(Object position labeling entries)
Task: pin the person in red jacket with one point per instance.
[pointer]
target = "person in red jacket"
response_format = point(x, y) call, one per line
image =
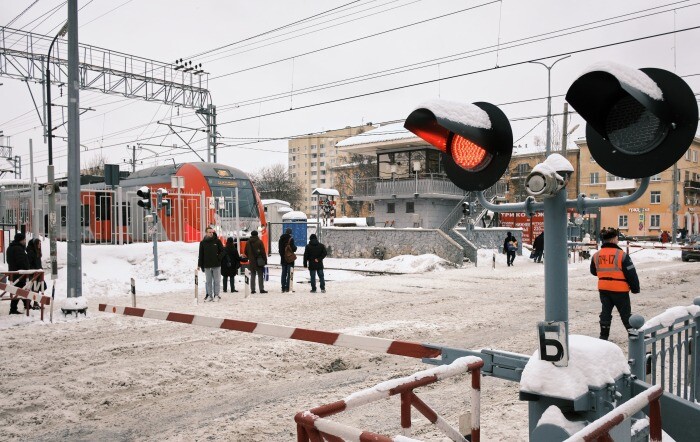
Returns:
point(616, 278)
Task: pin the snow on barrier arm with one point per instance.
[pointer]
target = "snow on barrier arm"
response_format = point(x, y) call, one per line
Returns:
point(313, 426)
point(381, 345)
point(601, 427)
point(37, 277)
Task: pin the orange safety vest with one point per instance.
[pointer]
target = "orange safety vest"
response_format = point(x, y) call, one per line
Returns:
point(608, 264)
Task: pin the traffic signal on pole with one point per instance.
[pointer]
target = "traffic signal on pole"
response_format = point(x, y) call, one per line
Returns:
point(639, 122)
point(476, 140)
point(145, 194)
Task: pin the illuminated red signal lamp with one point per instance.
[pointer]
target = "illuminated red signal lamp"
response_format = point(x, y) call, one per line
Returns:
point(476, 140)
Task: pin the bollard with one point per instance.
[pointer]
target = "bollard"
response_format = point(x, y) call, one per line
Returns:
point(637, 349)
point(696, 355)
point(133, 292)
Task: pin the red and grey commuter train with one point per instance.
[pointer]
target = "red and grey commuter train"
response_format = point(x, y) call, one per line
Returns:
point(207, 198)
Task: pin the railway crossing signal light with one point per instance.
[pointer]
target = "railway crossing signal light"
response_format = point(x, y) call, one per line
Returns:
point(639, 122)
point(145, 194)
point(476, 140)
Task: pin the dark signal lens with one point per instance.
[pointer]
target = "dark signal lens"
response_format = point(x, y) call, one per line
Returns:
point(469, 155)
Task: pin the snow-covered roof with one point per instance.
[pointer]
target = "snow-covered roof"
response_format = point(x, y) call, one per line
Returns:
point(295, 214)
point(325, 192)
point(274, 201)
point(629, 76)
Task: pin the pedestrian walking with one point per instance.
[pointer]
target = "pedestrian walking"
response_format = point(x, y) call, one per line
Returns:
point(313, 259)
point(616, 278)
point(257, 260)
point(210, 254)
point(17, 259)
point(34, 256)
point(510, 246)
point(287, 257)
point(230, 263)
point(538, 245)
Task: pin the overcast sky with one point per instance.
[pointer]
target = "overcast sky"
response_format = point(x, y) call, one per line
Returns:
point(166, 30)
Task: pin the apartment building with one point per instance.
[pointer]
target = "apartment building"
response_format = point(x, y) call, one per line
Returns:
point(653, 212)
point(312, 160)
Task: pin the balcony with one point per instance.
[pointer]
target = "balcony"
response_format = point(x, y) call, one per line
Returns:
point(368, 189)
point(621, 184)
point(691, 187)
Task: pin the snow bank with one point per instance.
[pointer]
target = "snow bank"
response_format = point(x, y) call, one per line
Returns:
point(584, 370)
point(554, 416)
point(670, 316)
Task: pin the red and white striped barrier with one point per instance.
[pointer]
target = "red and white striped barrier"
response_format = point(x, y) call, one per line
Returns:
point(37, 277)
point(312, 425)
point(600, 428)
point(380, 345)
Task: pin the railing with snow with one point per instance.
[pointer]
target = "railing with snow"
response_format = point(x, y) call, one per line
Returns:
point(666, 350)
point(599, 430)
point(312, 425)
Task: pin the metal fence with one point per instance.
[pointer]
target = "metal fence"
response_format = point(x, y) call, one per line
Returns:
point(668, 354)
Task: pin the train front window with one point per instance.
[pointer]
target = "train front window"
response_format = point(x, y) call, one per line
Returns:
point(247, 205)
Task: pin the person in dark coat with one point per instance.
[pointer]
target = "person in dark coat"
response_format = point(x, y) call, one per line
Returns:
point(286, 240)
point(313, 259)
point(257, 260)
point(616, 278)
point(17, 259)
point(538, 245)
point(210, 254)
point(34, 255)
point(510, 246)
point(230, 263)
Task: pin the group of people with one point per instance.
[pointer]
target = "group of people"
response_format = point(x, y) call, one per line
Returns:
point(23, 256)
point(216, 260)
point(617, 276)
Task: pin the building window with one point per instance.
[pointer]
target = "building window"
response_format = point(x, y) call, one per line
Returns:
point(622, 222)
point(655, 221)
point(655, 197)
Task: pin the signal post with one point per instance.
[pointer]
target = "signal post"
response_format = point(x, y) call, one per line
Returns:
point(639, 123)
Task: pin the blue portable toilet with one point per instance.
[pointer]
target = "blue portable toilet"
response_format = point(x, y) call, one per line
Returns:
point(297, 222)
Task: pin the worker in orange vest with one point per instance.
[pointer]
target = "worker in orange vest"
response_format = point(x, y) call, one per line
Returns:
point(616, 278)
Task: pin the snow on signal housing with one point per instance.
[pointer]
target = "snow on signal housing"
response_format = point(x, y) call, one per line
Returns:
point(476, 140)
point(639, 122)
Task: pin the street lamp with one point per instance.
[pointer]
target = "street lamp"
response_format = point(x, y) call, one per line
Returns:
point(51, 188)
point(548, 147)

## WHAT YOU HAVE TO DO
Reproduce the entries above exactly. Do not include the images.

## EXERCISE RESPONSE
Task: pin the person in red jacket with one point per instance.
[pointer]
target = "person in red jacket"
response_format = point(x, y) call, one per line
image =
Returns:
point(616, 278)
Task: pin the snow on barrier arm with one point per instance.
[pointer]
target = "snow on barrier arm"
response_format = point(x, y) call, one per line
Returns:
point(313, 426)
point(381, 345)
point(601, 427)
point(37, 277)
Task: pin the orange safety vest with one point per instance.
[pointer]
target = "orange safety vest"
response_format = point(x, y) call, one per line
Returns:
point(608, 264)
Task: pin the traffic signal on pole with one point per instance.
[pointer]
target = "traffic signal on pole"
response_format = point(x, y) call, one per line
Returns:
point(639, 122)
point(476, 140)
point(145, 194)
Task: pin the illuminated red signal lamp with one point per instance.
[pointer]
target = "illuminated red signal lamp"
response_format = point(x, y) call, one per line
Returns:
point(476, 140)
Task: pin the bollard with one point per instance.
[pointer]
target = "bollard"
response_format = point(x, y) call, one per line
Returns:
point(637, 349)
point(696, 355)
point(133, 292)
Task: pin the red and grey commuter train with one point per instance.
[pointer]
target = "red and grey commuter train"
response_format = point(x, y) call, one per line
Returns:
point(207, 198)
Task: pin the railway crossing signal light with one point per instance.
[pointer]
target = "railway crossing signal light"
response_format = point(x, y) call, one per line
Returns:
point(639, 122)
point(145, 194)
point(476, 140)
Task: pin the dark signal lens with one point per instance.
[pointer]
target = "dark signal lens"
response_format = point(x, y) call, one per line
Returns:
point(469, 155)
Task: pin the snow-covered roof with one point per instance.
[pointer]
target = "snow-covered roof"
response_format = point(x, y) call, one per line
Returns:
point(295, 214)
point(325, 192)
point(274, 201)
point(629, 76)
Task: pin the pedestrian walking with one point per instance.
[pointer]
target = "pedestrian walking"
response_format = point(x, y) call, one per line
Returns:
point(313, 259)
point(616, 278)
point(257, 260)
point(210, 254)
point(17, 259)
point(34, 256)
point(510, 246)
point(287, 257)
point(230, 263)
point(538, 245)
Task: pin the overcast sky with one point per instance.
[pointer]
target = "overcast sky"
response_format = point(x, y) call, one per line
Returns:
point(166, 30)
Task: pin the apartment building with one point per instance.
[pointer]
target = "apartment building"
response_format = point(x, y) call, one per line
Returns:
point(653, 212)
point(312, 160)
Task: pin the balcony with one point per instance.
[pointer]
target = "balcony"
response_format = point(x, y) call, one per line
Returns:
point(368, 189)
point(621, 184)
point(691, 187)
Task: pin the snow bank with one point per instance.
[pointer]
target = "snow bank"
response_format = point(x, y) call, one per line
Returns:
point(584, 370)
point(554, 416)
point(670, 316)
Task: pin the red and white striped barrier with one point per instance.
[pointer]
target = "red and white striped barrier"
response_format = point(x, y) call, one per line
Returns:
point(37, 277)
point(312, 425)
point(600, 428)
point(380, 345)
Task: pin the railing with snow with one point per instance.
[pointer]
target = "railing with snow"
response_format = point(x, y) call, one per line
Returns:
point(666, 350)
point(599, 430)
point(312, 425)
Task: pin the metal fence with one point per instance.
[pointer]
target = "metal fence"
response_format = point(x, y) call, one per line
Returns:
point(668, 354)
Task: pin the train front window with one point per instance.
[pointer]
target = "train front window"
response_format = point(x, y) call, one per line
Returns:
point(247, 205)
Task: pin the person in dark coat with one point per instance.
[pointer]
target = "person in dark coat"
response_format = point(x, y) call, one per line
Returns:
point(286, 240)
point(313, 259)
point(257, 260)
point(616, 278)
point(17, 259)
point(538, 245)
point(210, 254)
point(34, 255)
point(510, 246)
point(230, 263)
Task: pin the group of people with one point per instance.
[pointer]
target = "group of people"
response_format = point(x, y) call, one per line
Returns:
point(23, 256)
point(216, 260)
point(617, 276)
Task: pin the building window with one point per instance.
[pointer]
target = "building window"
response_format = point(x, y) call, one per line
Returns:
point(622, 222)
point(655, 221)
point(655, 197)
Task: pin the signal post with one point per instance.
[pointer]
target = "signal post"
response_format = point(x, y) call, one per line
Returns:
point(639, 123)
Task: pin the blue portable toilet with one point per instance.
[pointer]
target = "blue portable toilet"
response_format = point(x, y) call, one per line
Returns:
point(297, 222)
Task: pin the worker in orange vest with one point per instance.
[pointer]
target = "worker in orange vest"
response_format = point(x, y) call, one per line
Returns:
point(616, 278)
Task: pin the snow on signal housing with one point per instance.
[pointer]
target = "snow on signal housing"
response_format = point(x, y) call, one per line
Returns:
point(476, 140)
point(639, 122)
Task: pin the street lamp with one point per instance.
[pointer]
target = "street lamp"
response_format = point(x, y) call, one per line
Returns:
point(51, 188)
point(548, 147)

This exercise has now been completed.